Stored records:
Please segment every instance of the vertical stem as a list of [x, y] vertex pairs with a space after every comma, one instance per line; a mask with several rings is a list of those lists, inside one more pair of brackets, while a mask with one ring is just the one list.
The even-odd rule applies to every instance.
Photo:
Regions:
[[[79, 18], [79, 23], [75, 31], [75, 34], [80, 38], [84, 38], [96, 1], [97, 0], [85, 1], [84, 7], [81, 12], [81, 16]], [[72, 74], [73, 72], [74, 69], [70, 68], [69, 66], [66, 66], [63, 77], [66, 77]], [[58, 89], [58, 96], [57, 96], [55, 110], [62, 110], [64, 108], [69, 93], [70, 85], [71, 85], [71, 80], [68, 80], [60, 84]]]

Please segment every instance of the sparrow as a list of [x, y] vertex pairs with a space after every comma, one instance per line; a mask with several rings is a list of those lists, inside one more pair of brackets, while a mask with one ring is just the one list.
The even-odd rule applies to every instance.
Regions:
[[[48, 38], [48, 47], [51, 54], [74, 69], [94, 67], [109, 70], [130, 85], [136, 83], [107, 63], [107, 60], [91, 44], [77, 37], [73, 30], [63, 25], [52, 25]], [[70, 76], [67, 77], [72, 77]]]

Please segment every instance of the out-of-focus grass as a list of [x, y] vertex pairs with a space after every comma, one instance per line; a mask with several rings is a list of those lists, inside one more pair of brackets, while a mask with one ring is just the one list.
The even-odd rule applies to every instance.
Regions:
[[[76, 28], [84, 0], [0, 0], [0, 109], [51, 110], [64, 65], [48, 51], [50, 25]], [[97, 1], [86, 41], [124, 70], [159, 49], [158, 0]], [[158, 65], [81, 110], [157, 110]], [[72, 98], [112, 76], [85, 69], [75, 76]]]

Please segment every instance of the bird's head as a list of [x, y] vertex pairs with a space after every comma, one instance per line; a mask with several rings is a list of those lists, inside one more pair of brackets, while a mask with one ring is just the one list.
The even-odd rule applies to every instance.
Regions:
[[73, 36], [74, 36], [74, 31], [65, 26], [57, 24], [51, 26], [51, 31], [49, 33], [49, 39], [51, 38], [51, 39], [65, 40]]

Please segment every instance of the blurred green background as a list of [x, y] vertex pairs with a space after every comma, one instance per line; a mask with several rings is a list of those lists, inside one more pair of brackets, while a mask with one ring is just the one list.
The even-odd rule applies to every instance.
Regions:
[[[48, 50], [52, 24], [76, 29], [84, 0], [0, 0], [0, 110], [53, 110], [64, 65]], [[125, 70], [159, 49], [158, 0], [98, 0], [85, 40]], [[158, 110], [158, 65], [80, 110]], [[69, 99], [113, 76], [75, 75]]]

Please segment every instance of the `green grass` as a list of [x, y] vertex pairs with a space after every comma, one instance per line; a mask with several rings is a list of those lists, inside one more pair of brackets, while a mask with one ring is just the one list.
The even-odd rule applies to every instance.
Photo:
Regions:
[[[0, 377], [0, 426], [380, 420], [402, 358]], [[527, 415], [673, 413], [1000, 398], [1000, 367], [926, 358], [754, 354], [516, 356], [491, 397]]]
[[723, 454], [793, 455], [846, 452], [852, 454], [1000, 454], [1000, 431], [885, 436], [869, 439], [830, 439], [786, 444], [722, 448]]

WHAT IS EXPECTED: On how many lines of the data does the word "rings" appear? Only the number is wanted.

RESULT FOR THIS TASK: 6